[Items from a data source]
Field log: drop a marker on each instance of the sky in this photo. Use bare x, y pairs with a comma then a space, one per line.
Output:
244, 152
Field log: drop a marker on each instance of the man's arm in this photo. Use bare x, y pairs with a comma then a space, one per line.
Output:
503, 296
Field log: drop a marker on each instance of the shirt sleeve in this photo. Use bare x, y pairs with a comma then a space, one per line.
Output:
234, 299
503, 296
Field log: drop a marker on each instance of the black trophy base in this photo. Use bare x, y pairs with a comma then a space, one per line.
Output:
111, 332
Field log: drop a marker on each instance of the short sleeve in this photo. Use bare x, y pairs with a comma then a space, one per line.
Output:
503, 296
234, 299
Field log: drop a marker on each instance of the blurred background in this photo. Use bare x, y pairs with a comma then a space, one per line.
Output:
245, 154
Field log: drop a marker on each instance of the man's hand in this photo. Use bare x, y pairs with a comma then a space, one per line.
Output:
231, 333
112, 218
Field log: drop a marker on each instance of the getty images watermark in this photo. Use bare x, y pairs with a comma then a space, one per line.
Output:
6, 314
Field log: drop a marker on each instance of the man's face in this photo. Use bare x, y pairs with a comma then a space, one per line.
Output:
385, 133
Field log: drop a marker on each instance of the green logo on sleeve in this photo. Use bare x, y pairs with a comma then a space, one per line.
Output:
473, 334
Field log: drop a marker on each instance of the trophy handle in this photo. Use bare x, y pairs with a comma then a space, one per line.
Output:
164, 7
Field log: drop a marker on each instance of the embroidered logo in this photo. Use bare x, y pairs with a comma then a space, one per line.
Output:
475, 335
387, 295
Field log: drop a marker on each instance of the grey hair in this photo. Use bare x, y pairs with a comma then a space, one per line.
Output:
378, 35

INSTRUCTIONS TO FOLLOW —
Write out the lines of the listing above, word for word, from the line containing "Field log: drop a marker on each instance of the trophy" through the end of the listing.

RESPONSE —
Field log: drop a marker on each instance of the trophy handle in this photo. Use bare x, y pairs with a comma then a space, one per line.
Output:
164, 7
Field log: drop a marker on each instance of the embroidered logo in this photo. Use bare x, y pairs with a comma then a space, one per line.
Output:
475, 335
387, 295
Field log: drop a marker on each instance of the grey hair in this photo. Use bare x, y pairs with a comma then a space, one per line.
Output:
378, 35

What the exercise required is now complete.